== Segment start ==

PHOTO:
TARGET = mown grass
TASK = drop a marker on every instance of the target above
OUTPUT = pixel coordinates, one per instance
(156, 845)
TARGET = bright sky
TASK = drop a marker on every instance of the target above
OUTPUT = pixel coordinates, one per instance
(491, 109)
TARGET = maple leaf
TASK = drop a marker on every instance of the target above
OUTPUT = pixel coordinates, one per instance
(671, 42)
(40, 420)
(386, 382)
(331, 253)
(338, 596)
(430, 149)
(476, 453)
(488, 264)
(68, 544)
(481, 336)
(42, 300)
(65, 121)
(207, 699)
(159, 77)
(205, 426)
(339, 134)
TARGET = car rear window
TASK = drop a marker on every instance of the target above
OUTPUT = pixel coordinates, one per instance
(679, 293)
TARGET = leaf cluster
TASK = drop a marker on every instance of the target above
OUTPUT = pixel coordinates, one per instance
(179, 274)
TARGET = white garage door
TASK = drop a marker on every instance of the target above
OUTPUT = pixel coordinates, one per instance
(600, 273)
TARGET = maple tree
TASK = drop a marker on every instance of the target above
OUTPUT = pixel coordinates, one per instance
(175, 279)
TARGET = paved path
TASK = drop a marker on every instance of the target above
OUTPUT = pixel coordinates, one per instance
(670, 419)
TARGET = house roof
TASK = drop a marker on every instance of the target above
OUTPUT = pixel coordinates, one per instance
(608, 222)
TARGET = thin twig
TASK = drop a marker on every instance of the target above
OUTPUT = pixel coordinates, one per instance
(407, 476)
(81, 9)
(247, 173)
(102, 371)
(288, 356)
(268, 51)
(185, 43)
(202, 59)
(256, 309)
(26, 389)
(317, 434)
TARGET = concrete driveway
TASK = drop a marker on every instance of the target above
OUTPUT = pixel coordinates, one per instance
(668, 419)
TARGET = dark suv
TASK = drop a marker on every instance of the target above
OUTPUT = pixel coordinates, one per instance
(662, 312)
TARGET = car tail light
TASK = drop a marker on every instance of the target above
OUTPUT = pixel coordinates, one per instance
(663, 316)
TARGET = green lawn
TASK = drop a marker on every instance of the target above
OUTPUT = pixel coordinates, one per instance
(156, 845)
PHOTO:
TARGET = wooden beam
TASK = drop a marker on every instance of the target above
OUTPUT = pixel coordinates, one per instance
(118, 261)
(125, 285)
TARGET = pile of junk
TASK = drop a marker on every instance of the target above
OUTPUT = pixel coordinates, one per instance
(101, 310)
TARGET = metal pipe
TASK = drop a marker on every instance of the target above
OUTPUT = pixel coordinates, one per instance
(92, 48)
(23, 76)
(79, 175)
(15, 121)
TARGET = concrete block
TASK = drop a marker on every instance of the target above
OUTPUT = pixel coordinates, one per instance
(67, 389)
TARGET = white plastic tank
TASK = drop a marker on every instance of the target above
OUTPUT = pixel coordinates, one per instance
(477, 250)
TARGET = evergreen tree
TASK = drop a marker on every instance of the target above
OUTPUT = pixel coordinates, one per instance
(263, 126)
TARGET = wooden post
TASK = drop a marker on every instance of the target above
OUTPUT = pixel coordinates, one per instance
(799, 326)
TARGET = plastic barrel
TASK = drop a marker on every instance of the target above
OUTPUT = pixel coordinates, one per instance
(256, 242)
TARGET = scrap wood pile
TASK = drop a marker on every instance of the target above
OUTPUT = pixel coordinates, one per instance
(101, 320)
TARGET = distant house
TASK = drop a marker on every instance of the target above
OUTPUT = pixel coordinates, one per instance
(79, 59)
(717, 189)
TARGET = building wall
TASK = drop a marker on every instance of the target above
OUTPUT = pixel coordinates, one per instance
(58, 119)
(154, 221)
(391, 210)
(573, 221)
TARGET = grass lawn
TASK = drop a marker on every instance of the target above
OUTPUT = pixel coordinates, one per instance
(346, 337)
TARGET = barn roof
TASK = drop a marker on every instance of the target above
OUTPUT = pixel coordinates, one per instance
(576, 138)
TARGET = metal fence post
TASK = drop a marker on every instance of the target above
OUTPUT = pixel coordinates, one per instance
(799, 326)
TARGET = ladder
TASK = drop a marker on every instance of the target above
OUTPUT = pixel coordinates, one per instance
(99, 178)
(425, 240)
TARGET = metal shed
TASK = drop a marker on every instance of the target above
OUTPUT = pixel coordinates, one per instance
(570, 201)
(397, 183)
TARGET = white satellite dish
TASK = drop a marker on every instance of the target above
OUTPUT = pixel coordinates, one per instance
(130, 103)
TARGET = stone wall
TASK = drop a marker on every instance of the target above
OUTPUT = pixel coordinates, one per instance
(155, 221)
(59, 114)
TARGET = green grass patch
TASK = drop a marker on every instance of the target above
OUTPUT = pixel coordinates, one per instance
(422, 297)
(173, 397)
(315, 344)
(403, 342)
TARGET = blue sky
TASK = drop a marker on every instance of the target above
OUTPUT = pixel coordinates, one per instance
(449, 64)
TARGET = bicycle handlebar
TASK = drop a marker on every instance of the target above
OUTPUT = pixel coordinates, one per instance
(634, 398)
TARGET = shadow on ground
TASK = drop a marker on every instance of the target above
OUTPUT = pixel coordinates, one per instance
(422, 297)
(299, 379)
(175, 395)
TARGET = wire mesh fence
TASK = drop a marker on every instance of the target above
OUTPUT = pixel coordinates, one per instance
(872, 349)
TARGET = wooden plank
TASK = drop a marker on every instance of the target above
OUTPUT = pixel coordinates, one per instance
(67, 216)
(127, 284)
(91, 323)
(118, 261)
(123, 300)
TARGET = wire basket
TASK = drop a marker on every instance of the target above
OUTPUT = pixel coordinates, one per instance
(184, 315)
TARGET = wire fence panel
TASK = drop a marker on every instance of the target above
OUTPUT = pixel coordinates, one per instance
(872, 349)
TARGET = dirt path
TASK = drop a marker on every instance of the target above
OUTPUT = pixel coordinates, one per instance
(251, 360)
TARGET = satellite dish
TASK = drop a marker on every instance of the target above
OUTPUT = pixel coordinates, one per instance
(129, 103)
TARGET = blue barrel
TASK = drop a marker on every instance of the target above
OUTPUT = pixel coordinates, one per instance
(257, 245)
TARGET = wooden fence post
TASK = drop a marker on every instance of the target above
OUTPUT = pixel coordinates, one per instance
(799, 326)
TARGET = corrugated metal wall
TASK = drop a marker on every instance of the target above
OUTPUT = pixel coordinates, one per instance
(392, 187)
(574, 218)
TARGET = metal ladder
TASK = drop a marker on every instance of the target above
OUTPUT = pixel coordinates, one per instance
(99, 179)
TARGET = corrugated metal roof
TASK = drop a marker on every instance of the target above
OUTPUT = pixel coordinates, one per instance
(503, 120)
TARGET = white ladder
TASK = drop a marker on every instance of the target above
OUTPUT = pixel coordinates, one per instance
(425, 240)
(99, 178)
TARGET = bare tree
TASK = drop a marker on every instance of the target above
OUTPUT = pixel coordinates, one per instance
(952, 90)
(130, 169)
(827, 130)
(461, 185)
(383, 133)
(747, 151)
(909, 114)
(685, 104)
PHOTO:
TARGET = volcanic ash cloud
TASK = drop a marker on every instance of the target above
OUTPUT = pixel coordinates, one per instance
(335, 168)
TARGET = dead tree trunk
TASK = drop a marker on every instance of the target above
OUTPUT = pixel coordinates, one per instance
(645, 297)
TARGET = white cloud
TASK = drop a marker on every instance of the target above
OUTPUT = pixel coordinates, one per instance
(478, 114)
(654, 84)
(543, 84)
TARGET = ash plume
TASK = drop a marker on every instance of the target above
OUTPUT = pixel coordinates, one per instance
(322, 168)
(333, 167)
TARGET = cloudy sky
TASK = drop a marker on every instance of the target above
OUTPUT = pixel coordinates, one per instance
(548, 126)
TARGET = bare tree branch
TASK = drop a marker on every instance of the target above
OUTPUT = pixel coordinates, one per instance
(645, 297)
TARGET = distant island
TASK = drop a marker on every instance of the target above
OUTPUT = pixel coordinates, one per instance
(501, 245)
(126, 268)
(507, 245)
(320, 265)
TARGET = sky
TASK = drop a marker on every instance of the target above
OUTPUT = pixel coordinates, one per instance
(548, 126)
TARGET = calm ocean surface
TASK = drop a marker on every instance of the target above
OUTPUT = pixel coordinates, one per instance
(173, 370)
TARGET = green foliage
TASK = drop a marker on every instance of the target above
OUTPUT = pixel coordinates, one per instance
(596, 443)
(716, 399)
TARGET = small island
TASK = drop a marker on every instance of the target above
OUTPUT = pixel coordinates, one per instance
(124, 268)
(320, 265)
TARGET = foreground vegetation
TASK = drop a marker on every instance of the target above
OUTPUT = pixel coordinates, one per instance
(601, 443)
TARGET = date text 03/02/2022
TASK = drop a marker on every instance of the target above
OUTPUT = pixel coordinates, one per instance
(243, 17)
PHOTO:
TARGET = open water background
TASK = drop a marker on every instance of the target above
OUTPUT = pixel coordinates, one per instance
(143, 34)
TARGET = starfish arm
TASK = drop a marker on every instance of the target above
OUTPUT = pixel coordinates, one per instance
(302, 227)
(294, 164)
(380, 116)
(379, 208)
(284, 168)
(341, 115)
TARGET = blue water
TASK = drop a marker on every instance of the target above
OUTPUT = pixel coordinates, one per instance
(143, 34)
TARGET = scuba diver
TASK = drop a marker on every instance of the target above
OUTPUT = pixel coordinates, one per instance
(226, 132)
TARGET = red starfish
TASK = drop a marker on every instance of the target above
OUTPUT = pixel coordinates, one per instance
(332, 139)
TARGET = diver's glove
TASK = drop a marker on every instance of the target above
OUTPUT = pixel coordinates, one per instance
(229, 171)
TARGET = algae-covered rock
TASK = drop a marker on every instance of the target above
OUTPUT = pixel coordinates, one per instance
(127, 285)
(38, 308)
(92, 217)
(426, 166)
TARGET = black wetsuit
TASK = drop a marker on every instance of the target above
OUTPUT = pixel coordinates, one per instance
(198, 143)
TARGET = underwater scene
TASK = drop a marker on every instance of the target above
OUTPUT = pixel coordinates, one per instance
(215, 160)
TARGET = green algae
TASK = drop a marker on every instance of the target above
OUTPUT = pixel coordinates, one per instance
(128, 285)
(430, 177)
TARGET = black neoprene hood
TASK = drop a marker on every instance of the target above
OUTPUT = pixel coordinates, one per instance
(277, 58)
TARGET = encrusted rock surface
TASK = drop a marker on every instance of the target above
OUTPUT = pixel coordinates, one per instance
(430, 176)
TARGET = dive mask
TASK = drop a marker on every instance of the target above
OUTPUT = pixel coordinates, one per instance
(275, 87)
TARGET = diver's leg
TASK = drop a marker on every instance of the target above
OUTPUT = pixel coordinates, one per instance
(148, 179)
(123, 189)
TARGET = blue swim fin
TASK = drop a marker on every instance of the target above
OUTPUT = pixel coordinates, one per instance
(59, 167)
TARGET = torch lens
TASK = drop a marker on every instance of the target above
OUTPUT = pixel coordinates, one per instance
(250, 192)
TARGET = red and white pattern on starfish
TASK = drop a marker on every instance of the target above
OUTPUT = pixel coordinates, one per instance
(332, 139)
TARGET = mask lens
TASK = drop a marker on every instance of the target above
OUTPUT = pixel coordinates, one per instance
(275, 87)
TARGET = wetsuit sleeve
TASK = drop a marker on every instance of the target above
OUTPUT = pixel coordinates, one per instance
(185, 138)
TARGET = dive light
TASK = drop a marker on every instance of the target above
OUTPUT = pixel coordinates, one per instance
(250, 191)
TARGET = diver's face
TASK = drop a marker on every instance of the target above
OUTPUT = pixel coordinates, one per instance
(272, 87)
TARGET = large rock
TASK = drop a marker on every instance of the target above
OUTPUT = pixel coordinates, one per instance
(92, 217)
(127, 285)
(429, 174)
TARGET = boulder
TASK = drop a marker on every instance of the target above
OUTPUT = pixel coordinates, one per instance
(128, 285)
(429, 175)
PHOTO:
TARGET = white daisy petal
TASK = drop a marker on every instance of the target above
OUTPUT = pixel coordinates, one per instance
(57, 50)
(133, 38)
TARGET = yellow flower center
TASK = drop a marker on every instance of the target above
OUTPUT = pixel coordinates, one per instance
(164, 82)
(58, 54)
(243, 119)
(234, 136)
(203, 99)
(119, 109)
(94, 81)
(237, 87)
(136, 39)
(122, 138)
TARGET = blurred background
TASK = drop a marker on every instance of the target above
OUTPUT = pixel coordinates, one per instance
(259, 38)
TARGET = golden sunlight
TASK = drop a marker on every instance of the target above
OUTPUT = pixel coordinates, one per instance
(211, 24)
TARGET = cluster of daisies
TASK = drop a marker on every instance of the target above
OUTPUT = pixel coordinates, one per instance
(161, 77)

== Segment end ==

What to work on: Find the lines that mention "distant" in the entries and show them.

Answer to the exercise:
TARGET = distant house
TARGET = distant island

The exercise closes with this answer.